+++ Data to process

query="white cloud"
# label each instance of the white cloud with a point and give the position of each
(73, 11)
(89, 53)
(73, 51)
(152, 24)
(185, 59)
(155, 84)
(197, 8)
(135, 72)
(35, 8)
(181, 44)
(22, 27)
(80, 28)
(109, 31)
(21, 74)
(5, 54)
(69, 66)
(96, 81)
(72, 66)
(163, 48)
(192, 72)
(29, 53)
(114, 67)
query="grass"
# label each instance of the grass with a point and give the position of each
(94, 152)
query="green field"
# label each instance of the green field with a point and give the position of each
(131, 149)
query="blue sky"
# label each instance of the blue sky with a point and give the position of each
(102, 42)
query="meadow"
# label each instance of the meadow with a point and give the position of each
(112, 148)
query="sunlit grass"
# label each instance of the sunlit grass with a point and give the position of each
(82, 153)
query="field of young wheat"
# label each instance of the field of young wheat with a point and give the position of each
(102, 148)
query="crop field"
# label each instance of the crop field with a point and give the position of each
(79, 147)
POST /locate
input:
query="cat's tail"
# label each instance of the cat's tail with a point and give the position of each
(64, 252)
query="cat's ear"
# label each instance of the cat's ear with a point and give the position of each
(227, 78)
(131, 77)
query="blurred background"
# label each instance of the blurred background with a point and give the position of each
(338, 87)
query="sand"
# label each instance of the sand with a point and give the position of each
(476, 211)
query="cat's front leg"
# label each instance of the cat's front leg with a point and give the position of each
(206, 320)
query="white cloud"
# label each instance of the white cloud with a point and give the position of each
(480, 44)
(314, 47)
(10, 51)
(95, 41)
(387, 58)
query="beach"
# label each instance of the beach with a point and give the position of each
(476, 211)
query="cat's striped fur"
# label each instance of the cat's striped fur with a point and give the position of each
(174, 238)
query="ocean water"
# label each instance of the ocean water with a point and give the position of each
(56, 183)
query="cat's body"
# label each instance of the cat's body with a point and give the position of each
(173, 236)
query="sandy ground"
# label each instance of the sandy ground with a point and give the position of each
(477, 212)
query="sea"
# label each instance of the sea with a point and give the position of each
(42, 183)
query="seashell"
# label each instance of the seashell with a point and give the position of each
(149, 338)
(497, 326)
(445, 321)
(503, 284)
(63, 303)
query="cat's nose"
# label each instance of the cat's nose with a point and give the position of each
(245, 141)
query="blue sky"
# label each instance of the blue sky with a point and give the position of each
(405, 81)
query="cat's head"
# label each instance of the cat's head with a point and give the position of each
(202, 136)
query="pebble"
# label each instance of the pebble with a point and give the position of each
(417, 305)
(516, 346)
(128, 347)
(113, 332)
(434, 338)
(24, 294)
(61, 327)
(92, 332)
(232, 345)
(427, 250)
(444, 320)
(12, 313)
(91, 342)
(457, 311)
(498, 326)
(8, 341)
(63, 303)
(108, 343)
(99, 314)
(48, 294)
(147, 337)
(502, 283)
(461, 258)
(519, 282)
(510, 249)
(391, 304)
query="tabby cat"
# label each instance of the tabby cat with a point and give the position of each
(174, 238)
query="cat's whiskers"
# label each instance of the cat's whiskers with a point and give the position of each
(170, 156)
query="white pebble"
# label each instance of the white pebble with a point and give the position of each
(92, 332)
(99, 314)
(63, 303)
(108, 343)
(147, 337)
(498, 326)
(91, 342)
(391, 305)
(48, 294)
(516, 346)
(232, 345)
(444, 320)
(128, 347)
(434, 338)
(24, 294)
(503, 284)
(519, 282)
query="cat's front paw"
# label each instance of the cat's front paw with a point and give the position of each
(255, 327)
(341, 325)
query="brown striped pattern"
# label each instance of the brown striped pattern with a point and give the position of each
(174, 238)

++++++

### Goal of the exercise
Pick out every line of the entries above that contains the string "background", matching case exactly, and copy each one.

### Output of the task
query="blurred background"
# label each instance of the blurred background with a point and give the position of each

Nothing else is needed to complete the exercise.